PASSAGE PROVIDED -
──────────

Cheaper, more abundant rice is seen as one of the keys to reducing hunger worldwide. Rice is the principal source of calories for about half the world's population, and the United Nations Food and Agriculture Organization projects that demand will rise sharply in coming decades.

Rice is a minor component of most diets in the developed world but it supplies most daily calories for people in Asia who remain in poverty. It is critically important to poor people in Latin America, and its importance is rising rapidly in urban Africa, where it is being embraced as easier to prepare than many traditional African foods.

The International Rice Genome Sequencing Project began in 1998. It was led by scientists in Japan but involved teams from the United States, China, France, Taiwan, India, Thailand, Korea, Brazil and Britain. A lot of the work was done in Rockville at the Institute for Genomic Research, an independent genetics laboratory founded by maverick scientist J. Craig Venter. The Rockefeller Foundation of New York, which for decades has funded research aimed at feeding the world, helped get the project off the ground. It cost more than $100 million.

Two Western agricultural companies, Monsanto Co. of St. Louis and Syngenta AG of Basel, Switzerland, contributed genetic information that moved up completion of the project by at least a year, scientists said.

──────────

SOURCE MATERIAL -
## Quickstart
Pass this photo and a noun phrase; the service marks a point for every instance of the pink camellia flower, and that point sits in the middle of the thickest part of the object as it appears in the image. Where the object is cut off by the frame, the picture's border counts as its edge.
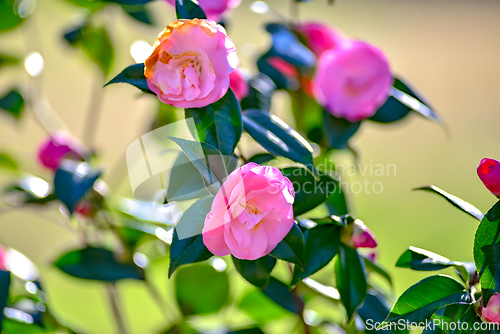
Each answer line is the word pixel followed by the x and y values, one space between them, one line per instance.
pixel 53 149
pixel 489 172
pixel 353 80
pixel 362 237
pixel 214 9
pixel 251 213
pixel 238 84
pixel 491 313
pixel 191 63
pixel 320 37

──────────

HOW TO COMPLETE THIS TASK -
Answer these questions from the rice passage:
(a) In what year did the International Rice Genome Sequencing Project begin?
(b) In which region is rice's importance described as rising rapidly?
(c) Which two companies contributed genetic information that sped up completion of the project?

THE ANSWER -
(a) 1998
(b) Urban Africa
(c) Monsanto Co. and Syngenta AG